Savatije Sokolović (Саватије Соколовић; 1573 – 1586), was the Patriarch of the Serbian Patriarchate of Peć from 1585 to 1586. Before that, he served as Metropolitan of Herzegovina from 1573 to 1585. He was a member of the notable Sokolović family, being a nephew of Serbian Patriarch Makarije Sokolović (1557–71). Savatije founded the Piva Monastery in 1573.

==Life==
Sokolović was born in Prijepolje, at the time part of the Sanjak of Herzegovina of the Ottoman Empire (now in Serbia). He was a son of Vukašin, the "knyaz of Rudići", and was part of the notable Sokolović family, being a fraternal nephew of Patriarch Makarije (s. 1557–71), and relative to many other archbishops, and even Ottoman statesmen.

= DATA FOR REVIEW =
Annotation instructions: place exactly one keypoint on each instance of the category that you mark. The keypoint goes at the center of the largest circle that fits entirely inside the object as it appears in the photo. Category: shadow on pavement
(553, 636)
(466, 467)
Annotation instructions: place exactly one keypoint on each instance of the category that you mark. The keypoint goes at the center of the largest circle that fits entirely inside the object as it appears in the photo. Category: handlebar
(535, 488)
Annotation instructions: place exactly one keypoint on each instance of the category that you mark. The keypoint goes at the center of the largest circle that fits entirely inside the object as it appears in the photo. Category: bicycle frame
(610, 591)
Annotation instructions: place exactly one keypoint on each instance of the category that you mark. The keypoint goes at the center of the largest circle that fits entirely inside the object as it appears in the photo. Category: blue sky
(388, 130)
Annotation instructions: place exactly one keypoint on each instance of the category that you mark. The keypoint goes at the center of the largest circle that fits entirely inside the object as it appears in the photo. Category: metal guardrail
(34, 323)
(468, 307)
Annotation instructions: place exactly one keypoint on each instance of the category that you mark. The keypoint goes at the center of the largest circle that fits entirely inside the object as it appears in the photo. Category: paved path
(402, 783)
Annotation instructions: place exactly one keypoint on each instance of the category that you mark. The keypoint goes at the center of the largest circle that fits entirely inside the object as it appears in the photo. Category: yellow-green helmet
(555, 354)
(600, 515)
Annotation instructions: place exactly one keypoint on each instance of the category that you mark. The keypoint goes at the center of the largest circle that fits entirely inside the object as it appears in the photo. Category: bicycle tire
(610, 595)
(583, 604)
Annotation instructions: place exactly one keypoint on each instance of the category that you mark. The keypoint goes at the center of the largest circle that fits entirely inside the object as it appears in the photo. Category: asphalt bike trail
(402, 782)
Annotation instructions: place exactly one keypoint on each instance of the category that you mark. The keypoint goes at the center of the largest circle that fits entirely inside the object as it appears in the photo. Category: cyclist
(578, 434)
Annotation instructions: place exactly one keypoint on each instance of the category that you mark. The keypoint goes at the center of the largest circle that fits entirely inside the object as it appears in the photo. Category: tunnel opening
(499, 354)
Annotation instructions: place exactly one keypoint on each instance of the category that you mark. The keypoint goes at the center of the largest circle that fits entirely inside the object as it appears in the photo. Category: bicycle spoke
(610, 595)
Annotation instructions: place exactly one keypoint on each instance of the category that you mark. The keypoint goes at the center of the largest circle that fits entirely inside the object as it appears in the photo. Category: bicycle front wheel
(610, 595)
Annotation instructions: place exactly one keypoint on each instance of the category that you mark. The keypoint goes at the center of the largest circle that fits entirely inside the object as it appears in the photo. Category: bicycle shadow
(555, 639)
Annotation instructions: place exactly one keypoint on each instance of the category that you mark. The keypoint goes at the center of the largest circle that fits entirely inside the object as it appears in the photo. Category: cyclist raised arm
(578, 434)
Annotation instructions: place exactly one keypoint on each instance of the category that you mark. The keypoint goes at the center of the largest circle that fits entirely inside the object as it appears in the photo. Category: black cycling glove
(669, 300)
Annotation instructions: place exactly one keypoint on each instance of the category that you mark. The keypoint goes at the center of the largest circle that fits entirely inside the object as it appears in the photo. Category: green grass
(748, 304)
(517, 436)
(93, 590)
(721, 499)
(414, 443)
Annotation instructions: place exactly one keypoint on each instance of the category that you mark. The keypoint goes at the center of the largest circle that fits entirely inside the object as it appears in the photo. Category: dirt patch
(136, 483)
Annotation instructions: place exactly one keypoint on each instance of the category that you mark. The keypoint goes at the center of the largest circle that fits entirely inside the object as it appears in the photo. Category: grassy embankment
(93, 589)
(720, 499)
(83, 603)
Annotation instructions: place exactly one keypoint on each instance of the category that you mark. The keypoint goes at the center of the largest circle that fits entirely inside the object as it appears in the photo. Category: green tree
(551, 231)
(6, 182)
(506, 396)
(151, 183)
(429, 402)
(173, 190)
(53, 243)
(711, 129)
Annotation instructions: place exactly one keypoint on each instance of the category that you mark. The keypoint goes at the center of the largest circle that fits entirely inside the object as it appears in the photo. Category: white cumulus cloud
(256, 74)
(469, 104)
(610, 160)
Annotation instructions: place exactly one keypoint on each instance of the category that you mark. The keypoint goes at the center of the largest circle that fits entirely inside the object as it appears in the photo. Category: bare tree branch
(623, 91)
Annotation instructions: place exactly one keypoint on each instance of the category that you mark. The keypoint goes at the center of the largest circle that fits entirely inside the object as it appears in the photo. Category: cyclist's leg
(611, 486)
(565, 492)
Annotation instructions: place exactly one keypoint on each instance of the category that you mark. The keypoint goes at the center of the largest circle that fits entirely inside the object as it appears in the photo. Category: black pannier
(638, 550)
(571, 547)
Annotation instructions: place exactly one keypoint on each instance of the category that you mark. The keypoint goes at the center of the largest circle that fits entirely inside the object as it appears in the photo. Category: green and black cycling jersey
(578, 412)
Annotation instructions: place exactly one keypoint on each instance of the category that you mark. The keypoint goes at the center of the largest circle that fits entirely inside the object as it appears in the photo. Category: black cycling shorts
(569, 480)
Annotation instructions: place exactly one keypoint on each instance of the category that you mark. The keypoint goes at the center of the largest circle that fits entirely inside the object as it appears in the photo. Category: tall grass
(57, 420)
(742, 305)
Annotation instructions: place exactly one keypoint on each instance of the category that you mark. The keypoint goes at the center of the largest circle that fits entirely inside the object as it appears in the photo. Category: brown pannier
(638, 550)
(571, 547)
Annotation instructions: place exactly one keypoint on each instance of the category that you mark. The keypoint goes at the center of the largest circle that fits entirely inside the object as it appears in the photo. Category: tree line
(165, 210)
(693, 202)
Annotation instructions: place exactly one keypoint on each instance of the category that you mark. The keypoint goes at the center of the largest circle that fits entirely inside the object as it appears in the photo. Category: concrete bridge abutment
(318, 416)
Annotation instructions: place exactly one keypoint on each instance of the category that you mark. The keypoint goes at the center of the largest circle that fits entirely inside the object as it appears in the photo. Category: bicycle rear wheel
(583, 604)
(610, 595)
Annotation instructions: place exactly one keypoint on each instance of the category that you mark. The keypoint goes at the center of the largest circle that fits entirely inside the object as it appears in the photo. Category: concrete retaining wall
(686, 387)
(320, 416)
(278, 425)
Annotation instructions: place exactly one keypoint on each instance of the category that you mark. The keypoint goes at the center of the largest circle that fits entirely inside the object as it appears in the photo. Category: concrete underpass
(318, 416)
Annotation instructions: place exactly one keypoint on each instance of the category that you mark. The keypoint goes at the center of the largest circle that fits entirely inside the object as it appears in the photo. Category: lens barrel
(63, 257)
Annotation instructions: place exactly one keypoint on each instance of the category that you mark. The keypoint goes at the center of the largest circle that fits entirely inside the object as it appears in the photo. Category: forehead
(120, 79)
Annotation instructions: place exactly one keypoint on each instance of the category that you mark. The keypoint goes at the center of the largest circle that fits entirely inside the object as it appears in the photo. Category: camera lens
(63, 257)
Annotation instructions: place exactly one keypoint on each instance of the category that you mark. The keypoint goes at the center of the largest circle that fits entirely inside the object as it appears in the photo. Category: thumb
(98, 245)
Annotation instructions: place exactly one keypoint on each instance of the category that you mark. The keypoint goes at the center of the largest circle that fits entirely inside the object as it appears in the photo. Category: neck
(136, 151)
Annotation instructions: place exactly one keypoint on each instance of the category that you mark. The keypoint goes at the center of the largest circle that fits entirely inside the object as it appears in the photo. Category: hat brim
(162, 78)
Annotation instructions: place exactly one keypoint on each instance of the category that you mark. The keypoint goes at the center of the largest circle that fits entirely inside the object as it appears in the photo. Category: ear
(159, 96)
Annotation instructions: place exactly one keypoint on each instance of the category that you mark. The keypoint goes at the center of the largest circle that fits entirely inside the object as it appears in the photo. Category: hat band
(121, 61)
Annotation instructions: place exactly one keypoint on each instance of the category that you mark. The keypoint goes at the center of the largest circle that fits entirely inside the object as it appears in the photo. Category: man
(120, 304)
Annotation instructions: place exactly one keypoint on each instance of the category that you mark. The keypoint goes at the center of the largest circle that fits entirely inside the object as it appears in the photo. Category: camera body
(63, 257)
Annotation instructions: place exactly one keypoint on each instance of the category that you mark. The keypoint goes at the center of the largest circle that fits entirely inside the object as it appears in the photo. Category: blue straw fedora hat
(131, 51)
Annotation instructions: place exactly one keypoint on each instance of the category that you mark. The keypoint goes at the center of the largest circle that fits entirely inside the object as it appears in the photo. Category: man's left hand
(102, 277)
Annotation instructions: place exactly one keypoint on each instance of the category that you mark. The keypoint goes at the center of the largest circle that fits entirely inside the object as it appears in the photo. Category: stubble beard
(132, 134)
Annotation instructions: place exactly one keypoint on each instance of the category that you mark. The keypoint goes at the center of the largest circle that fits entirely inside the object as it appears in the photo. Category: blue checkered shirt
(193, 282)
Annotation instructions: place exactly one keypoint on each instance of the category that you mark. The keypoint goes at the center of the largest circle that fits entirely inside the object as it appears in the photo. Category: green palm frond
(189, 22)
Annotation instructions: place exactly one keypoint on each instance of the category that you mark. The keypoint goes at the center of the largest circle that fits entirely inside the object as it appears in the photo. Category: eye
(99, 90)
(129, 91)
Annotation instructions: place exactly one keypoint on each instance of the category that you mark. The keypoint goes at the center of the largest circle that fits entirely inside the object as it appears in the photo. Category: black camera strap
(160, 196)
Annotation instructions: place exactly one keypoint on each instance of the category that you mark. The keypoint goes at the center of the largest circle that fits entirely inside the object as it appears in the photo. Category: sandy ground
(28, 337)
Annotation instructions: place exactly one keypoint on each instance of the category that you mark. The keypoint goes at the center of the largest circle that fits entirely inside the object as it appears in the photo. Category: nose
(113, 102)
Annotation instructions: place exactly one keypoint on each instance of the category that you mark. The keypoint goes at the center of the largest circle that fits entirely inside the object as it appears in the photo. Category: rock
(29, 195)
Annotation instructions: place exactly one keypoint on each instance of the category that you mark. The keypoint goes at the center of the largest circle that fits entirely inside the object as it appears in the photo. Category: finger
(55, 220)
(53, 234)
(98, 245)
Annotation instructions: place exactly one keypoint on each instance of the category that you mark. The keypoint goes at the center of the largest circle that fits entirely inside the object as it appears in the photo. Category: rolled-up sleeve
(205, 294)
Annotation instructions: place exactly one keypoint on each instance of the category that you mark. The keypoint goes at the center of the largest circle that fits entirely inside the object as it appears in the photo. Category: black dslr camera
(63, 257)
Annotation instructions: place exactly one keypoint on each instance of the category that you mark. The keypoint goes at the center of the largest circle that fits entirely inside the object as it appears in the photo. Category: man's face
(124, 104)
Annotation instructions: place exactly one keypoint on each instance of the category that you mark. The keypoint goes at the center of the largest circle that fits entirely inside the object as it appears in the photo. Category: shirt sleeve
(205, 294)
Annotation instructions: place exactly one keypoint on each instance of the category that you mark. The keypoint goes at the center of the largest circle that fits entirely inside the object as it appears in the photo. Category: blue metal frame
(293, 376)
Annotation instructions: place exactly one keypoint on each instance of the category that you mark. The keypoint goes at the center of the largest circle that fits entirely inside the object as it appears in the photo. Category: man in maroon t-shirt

= THE TASK =
In the text on Savatije Sokolović, where was he born?

= ANSWER BELOW =
Prijepolje, then part of the Sanjak of Herzegovina of the Ottoman Empire (now in Serbia).